What you are asked to do
Starting at the line that contains "Could you kindly pick out the flying" and ending with the last line of the material, copy those lines out with "seaplane" substituted for "flying boat" and everything else left as it is.

* Begin *

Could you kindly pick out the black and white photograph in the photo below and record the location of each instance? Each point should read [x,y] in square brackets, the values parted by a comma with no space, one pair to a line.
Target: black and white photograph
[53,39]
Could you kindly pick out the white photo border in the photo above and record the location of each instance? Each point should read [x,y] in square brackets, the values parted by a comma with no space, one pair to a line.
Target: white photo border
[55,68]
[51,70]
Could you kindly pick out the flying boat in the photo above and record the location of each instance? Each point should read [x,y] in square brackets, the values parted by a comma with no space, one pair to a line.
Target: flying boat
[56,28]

* End *

Right answer
Could you kindly pick out the seaplane in the photo above and record the location of each instance? Each point should read [x,y] in square brackets, the values parted by a comma with no space, one pair to a line.
Target: seaplane
[56,28]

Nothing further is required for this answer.